§ SET PROBLEM 1
Show every line of the listing below that contains the string "riding". Case counts.

§ SOURCE TEXT

┏━━

Files
comp-syntax-gu-mlt/lab3/README.md
Arianna Masciolini f25a32e983 add missing script name
2025-06-09 13:27:16 +02:00

8.5 KiB

Lab 3: Universal Dependencies

This lab is divided into two parts. In part 1, you will create a small parallel UD treebank for English/Swedish and a language of your choice. In part 2, you will train a parsing model and evaluate it on your treebank.

Part 1: UD annotation

The goal of this part of the lab is for you to become able to contribute to a UD annotation project. You will familiarize with the CoNNL-U format and annotate your own parallel UD treebank.

Step 1: familiarize with the CoNLL-U format

Go to universaldependencies.org and download a treebank for a language of your choice. Choose a short (5-10 tokens) and a long (>25 words) sentence and convert it from CoNNL-U to a graphical trees by hand.

┗━━

§ INPUT
┏━━

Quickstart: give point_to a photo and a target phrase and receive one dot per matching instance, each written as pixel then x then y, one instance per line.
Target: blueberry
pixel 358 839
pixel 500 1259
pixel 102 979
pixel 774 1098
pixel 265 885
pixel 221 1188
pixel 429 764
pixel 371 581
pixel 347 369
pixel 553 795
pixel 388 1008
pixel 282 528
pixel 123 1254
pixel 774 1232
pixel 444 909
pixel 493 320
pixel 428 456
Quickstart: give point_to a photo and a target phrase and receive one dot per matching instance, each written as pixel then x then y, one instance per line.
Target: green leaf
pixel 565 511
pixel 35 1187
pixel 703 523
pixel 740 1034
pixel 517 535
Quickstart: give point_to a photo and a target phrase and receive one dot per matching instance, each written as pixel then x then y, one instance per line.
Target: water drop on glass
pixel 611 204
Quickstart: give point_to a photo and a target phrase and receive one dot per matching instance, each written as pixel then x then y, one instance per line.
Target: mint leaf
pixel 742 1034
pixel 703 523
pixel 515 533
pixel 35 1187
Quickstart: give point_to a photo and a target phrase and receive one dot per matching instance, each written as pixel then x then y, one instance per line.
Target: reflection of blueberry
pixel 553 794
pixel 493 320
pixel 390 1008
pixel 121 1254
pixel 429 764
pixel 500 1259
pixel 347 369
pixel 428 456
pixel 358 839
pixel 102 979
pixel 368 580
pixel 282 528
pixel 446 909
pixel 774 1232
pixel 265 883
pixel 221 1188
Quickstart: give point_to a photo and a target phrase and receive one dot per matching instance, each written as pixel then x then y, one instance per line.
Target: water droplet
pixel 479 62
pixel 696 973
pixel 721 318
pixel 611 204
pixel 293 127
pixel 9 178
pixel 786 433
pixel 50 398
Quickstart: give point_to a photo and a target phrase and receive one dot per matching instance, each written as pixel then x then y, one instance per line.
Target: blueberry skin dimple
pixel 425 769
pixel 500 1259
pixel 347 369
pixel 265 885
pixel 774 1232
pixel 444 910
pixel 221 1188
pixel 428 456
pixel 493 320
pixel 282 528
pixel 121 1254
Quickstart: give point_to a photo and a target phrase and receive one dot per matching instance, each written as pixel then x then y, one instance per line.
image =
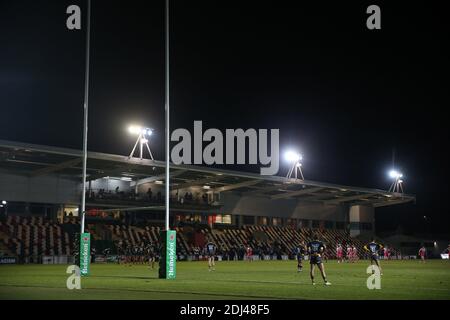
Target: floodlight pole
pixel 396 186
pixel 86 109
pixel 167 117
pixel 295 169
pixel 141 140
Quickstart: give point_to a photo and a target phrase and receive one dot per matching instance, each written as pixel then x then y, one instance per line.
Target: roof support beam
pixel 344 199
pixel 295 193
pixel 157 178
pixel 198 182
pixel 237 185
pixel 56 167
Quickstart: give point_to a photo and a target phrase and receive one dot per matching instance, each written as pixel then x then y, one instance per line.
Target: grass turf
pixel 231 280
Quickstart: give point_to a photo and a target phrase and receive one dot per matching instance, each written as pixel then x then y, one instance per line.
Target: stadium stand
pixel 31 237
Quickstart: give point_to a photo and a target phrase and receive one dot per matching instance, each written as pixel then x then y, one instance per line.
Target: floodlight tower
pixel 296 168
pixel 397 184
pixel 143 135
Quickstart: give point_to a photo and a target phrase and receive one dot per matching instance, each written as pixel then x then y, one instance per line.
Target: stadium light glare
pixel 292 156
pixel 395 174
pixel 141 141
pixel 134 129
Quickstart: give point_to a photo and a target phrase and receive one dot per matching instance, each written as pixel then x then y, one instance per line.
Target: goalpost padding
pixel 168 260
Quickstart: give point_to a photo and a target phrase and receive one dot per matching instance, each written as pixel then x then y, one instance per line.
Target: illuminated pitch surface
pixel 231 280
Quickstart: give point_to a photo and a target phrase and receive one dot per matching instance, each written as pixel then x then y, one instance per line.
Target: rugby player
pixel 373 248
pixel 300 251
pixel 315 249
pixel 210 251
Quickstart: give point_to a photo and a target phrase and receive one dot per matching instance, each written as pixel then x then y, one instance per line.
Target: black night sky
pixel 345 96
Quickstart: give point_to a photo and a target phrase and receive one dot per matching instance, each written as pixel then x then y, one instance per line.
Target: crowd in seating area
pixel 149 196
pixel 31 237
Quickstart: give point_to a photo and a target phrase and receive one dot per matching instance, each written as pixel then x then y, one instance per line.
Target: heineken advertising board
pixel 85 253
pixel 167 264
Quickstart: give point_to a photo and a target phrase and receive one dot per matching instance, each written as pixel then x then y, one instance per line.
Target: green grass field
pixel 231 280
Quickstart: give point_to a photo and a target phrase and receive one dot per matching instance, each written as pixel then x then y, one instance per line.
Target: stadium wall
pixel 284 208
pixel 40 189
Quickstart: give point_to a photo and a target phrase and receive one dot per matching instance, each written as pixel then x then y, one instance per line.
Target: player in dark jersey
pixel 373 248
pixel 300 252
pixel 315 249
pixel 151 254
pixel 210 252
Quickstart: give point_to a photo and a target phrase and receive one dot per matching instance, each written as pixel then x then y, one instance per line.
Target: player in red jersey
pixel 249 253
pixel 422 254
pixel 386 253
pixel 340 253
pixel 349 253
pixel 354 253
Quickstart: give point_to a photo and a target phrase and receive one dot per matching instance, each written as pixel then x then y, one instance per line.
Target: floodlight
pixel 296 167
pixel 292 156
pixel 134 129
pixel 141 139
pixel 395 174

┗━━
┏━━

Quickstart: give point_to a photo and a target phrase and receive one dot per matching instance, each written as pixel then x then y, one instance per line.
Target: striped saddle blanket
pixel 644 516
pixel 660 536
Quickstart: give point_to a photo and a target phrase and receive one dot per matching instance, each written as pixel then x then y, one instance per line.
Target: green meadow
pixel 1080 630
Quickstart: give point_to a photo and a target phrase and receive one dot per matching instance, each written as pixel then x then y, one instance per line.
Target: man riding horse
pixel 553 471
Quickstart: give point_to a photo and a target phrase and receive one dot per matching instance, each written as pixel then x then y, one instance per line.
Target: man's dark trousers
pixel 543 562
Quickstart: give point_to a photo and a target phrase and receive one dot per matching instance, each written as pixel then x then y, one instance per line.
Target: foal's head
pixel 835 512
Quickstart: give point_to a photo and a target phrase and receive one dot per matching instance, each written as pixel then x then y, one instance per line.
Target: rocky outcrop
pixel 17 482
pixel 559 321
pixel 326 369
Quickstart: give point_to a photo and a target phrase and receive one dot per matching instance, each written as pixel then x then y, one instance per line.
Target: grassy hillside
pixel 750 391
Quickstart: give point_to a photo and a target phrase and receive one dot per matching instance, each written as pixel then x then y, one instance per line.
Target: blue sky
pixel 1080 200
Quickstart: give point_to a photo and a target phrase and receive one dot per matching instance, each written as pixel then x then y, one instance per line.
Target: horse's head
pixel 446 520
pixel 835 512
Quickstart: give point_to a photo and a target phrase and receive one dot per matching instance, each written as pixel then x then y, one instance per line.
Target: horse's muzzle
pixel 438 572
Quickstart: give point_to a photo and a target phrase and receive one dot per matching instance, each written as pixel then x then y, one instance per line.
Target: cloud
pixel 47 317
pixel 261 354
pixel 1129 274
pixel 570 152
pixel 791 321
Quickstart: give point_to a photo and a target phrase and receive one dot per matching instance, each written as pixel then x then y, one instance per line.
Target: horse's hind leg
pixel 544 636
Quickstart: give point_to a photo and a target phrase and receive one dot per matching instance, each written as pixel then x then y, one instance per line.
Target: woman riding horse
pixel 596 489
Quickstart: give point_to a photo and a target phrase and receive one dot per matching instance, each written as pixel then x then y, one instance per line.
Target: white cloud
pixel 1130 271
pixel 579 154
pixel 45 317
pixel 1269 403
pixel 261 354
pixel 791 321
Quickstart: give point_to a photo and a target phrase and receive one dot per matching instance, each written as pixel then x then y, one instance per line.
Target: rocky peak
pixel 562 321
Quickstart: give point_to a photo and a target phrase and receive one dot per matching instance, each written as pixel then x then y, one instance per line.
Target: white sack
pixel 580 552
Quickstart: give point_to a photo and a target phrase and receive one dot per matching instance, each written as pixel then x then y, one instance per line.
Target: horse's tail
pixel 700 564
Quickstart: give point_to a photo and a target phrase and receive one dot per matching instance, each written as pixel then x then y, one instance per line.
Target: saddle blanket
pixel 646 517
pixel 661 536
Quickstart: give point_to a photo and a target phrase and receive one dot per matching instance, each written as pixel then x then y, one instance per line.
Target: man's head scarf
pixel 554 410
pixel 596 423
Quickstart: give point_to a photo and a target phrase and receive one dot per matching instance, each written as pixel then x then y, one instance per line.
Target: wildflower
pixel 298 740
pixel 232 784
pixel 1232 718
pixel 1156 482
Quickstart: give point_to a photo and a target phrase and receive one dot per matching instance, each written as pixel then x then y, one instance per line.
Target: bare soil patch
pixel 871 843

┗━━

§ SET PROBLEM 2
According to the lab README above, how many tokens should the short sentence have?

§ CORRECT ANSWER 1
Target: man riding horse
Target: woman riding horse

§ CORRECT ANSWER 2
5 to 10 tokens.